— START Data rows —
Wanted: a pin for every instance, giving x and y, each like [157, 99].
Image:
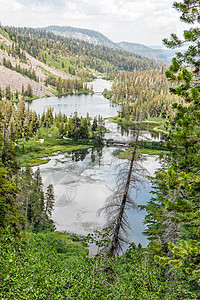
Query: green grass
[151, 124]
[32, 152]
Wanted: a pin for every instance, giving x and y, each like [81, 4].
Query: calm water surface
[83, 180]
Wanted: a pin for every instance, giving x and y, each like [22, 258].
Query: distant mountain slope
[87, 35]
[97, 38]
[160, 54]
[15, 63]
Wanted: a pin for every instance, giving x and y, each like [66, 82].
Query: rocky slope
[15, 79]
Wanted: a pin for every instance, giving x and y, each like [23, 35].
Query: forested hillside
[39, 263]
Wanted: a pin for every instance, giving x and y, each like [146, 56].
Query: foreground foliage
— END Data rows —
**Required work**
Reproduce every line above word for word, leaving the pictures out.

**Written answer**
Wanted: a pin for every instance, giving x and y, each like [157, 99].
Image:
Query: green grass
[151, 124]
[32, 152]
Wanted: a pin for every instance, giving x and y, each like [81, 4].
Query: calm water surface
[83, 180]
Wanted: a pin for every instance, giving x and y, each like [22, 258].
Query: distant mountain slope
[87, 35]
[97, 38]
[160, 54]
[15, 63]
Wanted: a pin for every instance, giving x and y, each like [66, 82].
Query: rocky slope
[15, 79]
Wanted: a pin for every instance, giving x and y, each like [23, 35].
Query: forested hillside
[39, 263]
Wanted: a pin for every instance, giving x and y, each like [146, 56].
Query: foreground foliage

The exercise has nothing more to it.